→ **TASK BRIEF**
Copy the passage from the article on Harvard Chan teams in the President's Innovation Challenge, everything from "June 2, 2020" down to "served as emcee.", without changing a word.

→ **TEXT FOR ANALYSIS**
=-=-=-=-=
Harvard Chan–affiliated teams compete in finals of President’s Innovation Challenge

Vincere Health–President's Innovation Challenge grand prize
Vincere Health CEO Shalen De Silva smiles onscreen as his team receives the Grand Prize in the Launch Lab X (Alumni) Track at the President's Innovation Challenge virtual awards ceremony

June 2, 2020 – Three teams with ties to Harvard T.H. Chan School of Public Health—Vincere Health, Concerto Biosciences, and SanaRx—were among the finalists in the 2020 President’s Innovation Challenge presented by the Harvard Innovation Labs, and two were awarded prizes.

At the May 21 virtual awards ceremony, 25 teams from across 13 Harvard schools showcased their ventures in five tracks: Social Impact or Cultural Enterprise; Health & Life Sciences; Open Track; Launch Lab X (Alumni); and Pagliuca Harvard Life Lab. The Bertarelli Foundation furnished prizes totaling $510,00, with $75,000 going to each Grand Prize winner and $25,000 to each runner-up. Harvard President Larry Bacow offered congratulatory remarks at the opening of the event, and Matt Segneri, the Bruce and Bridgitt Evans Executive Director of the Harvard Innovation Labs, served as emcee.

Vincere Health

Vincere Health—founded by  Jacob Keteyian, MPH ’19, Shalen De Silva, MPH ’19, Hadi Javeed, and Trevor Campbell—received the Grand Prize in the Launch Lab X (Alumni) Track, earning $75,000 for their venture. Vincere Health’s virtual care delivery model helps smokers quit with a combination of counseling, remote health monitoring, behavioral nudges, and financial incentives. Through a mobile app paired with a carbon monoxide monitor as well as counseling, Vincere Heath offers patients a custom incentive program. The software and programming can be compatible with many different health devices.

This telehealth model, which has the potential to be applied to a variety of chronic conditions, is timely: with the COVID-19 pandemic, insurer coverage has expanded to accommodate reimbursement for an increasing number of telehealth services.

“Our clients and strategic partners have been eager to roll out our digital tools to keep people out of the clinics and offer smoking-cessation support to reduce the risks associated with COVID-19 exposure, which are higher for smokers,” said Keteyian.
=-=-=-=-=
→ **EXCERPTED RECORDS**
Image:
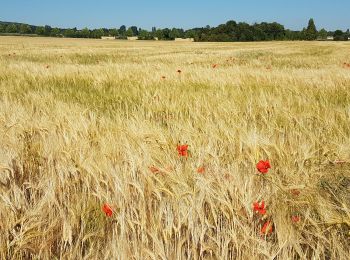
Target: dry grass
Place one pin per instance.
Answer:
(81, 122)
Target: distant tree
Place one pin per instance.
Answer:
(129, 32)
(340, 36)
(11, 28)
(311, 32)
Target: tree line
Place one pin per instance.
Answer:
(228, 32)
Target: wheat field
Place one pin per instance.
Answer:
(89, 122)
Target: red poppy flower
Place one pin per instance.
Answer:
(295, 192)
(260, 208)
(183, 150)
(107, 209)
(263, 166)
(154, 169)
(266, 228)
(201, 170)
(295, 219)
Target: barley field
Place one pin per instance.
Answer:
(89, 124)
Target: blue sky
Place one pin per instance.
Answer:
(294, 14)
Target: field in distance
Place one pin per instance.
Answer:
(85, 123)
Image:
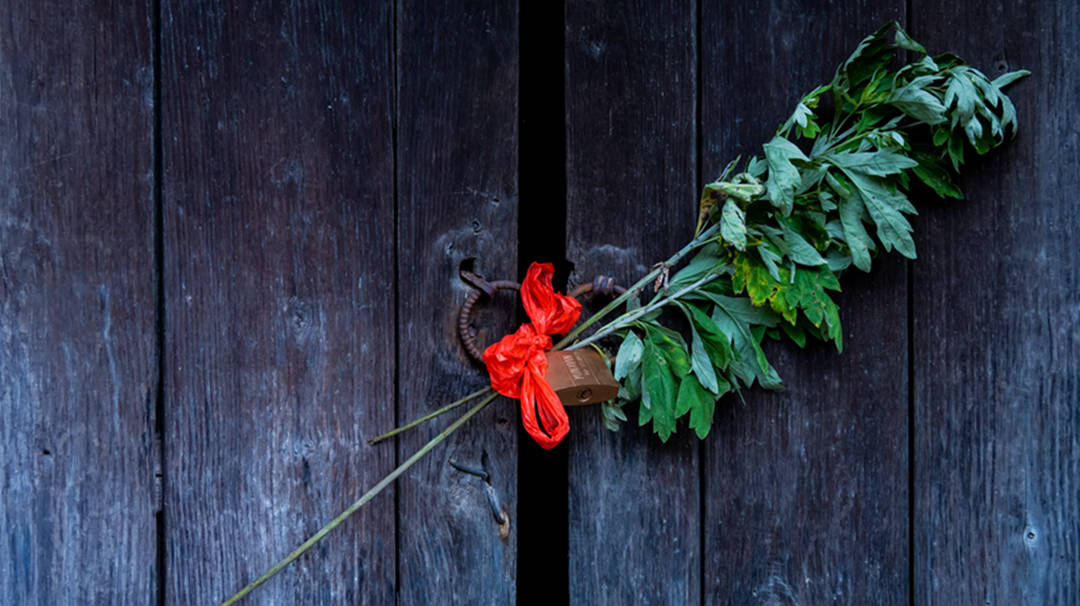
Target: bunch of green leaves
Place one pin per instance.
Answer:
(828, 192)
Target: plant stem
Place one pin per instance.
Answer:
(632, 315)
(363, 500)
(698, 241)
(429, 416)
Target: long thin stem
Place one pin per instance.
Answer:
(429, 416)
(700, 240)
(360, 502)
(628, 318)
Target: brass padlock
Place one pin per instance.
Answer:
(580, 377)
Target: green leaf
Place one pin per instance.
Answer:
(733, 225)
(961, 91)
(859, 242)
(693, 399)
(703, 264)
(629, 355)
(871, 55)
(783, 176)
(877, 163)
(717, 344)
(742, 309)
(918, 103)
(799, 251)
(886, 205)
(659, 393)
(935, 177)
(751, 362)
(672, 346)
(796, 334)
(1006, 79)
(902, 40)
(700, 362)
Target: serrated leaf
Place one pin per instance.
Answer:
(877, 163)
(700, 362)
(871, 55)
(902, 40)
(1006, 79)
(961, 91)
(918, 103)
(800, 251)
(859, 242)
(936, 177)
(717, 344)
(886, 205)
(783, 176)
(795, 333)
(703, 264)
(629, 355)
(672, 346)
(974, 131)
(660, 390)
(733, 225)
(751, 362)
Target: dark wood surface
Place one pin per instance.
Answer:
(279, 244)
(806, 489)
(997, 332)
(631, 202)
(78, 358)
(191, 366)
(457, 203)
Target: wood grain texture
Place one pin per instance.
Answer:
(997, 330)
(78, 348)
(631, 201)
(280, 293)
(806, 490)
(457, 159)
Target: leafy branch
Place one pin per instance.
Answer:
(799, 216)
(773, 239)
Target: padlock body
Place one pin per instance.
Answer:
(580, 377)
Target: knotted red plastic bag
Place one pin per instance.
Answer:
(517, 366)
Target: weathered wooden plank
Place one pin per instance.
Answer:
(631, 202)
(997, 330)
(280, 292)
(78, 348)
(806, 490)
(457, 166)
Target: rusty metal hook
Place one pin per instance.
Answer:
(601, 285)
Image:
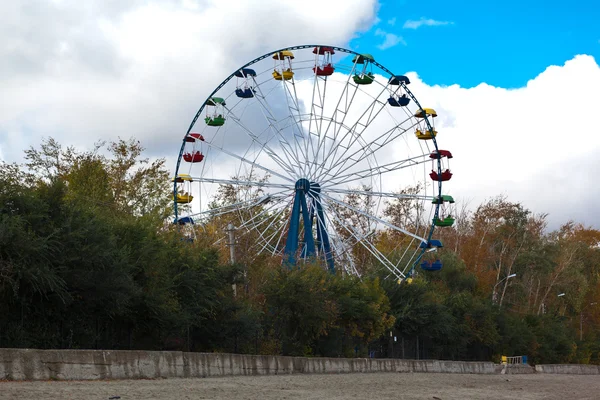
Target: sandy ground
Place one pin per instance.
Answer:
(347, 386)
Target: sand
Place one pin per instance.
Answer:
(346, 386)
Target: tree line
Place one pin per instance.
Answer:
(89, 258)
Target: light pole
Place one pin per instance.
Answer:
(581, 321)
(565, 308)
(494, 294)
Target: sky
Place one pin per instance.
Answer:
(515, 83)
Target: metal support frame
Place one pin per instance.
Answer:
(305, 188)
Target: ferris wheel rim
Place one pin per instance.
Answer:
(300, 47)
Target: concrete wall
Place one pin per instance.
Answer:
(26, 364)
(575, 369)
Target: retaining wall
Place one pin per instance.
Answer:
(575, 369)
(27, 364)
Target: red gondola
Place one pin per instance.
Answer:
(445, 176)
(192, 137)
(193, 157)
(324, 65)
(326, 70)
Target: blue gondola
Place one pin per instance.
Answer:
(244, 93)
(397, 79)
(401, 101)
(432, 243)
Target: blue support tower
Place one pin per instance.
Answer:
(300, 209)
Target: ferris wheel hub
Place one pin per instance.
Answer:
(303, 185)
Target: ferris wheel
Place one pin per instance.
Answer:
(317, 153)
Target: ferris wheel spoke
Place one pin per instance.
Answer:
(370, 149)
(235, 182)
(252, 225)
(361, 239)
(379, 170)
(293, 105)
(255, 222)
(346, 101)
(264, 146)
(374, 218)
(274, 234)
(355, 132)
(228, 208)
(249, 162)
(337, 247)
(392, 195)
(267, 111)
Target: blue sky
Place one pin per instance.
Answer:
(503, 43)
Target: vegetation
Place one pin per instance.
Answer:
(88, 261)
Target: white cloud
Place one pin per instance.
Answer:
(537, 144)
(389, 39)
(95, 69)
(414, 24)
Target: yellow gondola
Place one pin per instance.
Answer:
(287, 75)
(426, 135)
(182, 178)
(430, 112)
(282, 55)
(184, 198)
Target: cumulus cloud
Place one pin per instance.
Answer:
(83, 71)
(389, 39)
(415, 24)
(536, 144)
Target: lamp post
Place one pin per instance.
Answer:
(565, 307)
(494, 293)
(581, 321)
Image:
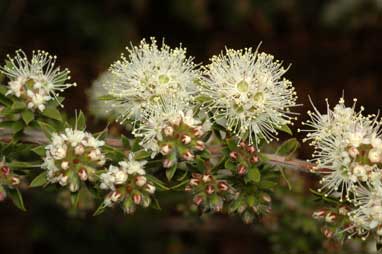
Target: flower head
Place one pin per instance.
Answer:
(73, 156)
(247, 94)
(35, 81)
(149, 73)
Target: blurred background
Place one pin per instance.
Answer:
(334, 46)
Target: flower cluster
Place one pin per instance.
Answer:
(128, 185)
(166, 129)
(73, 157)
(209, 192)
(35, 81)
(7, 180)
(148, 74)
(348, 155)
(247, 94)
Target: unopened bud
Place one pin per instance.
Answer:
(200, 145)
(65, 165)
(83, 174)
(241, 170)
(166, 149)
(140, 181)
(79, 150)
(186, 139)
(198, 200)
(233, 155)
(168, 163)
(210, 189)
(168, 131)
(188, 156)
(137, 198)
(15, 180)
(223, 186)
(5, 170)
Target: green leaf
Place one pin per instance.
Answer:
(286, 129)
(81, 121)
(18, 106)
(170, 172)
(17, 198)
(39, 180)
(52, 113)
(39, 150)
(253, 175)
(27, 116)
(288, 148)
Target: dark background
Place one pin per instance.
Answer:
(333, 46)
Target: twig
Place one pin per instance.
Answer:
(37, 137)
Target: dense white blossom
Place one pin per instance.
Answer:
(36, 81)
(147, 74)
(247, 94)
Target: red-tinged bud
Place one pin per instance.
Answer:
(251, 149)
(223, 186)
(200, 145)
(186, 139)
(137, 198)
(15, 180)
(115, 196)
(168, 163)
(194, 182)
(207, 178)
(320, 214)
(168, 131)
(210, 189)
(327, 233)
(197, 131)
(233, 155)
(241, 170)
(254, 159)
(5, 170)
(83, 174)
(166, 149)
(198, 200)
(243, 145)
(188, 156)
(330, 217)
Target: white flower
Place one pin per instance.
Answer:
(148, 74)
(247, 94)
(37, 80)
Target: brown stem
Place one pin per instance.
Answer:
(37, 137)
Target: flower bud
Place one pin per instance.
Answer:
(200, 145)
(79, 150)
(168, 163)
(198, 200)
(150, 188)
(241, 170)
(5, 170)
(210, 189)
(137, 198)
(65, 165)
(83, 174)
(140, 181)
(186, 139)
(166, 149)
(15, 180)
(188, 156)
(233, 155)
(320, 214)
(223, 186)
(168, 131)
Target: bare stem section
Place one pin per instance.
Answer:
(37, 137)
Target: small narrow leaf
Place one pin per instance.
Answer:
(39, 180)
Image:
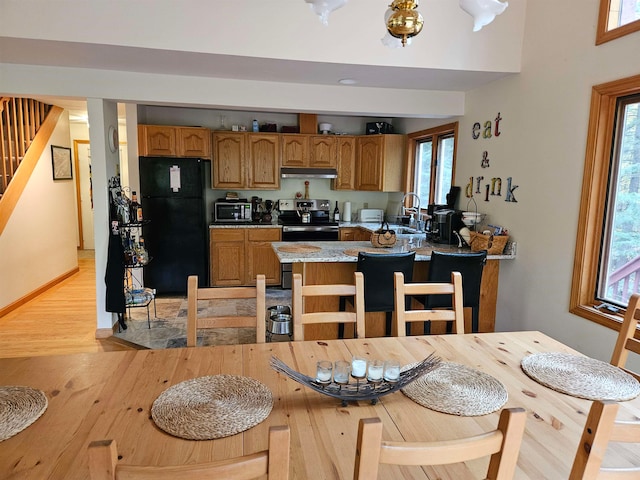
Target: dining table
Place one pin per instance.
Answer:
(109, 395)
=-=-=-=-=
→ **RESPONSE TO THE EXERCISE**
June 2, 2020 – Three teams with ties to Harvard T.H. Chan School of Public Health—Vincere Health, Concerto Biosciences, and SanaRx—were among the finalists in the 2020 President’s Innovation Challenge presented by the Harvard Innovation Labs, and two were awarded prizes.

At the May 21 virtual awards ceremony, 25 teams from across 13 Harvard schools showcased their ventures in five tracks: Social Impact or Cultural Enterprise; Health & Life Sciences; Open Track; Launch Lab X (Alumni); and Pagliuca Harvard Life Lab. The Bertarelli Foundation furnished prizes totaling $510,00, with $75,000 going to each Grand Prize winner and $25,000 to each runner-up. Harvard President Larry Bacow offered congratulatory remarks at the opening of the event, and Matt Segneri, the Bruce and Bridgitt Evans Executive Director of the Harvard Innovation Labs, served as emcee.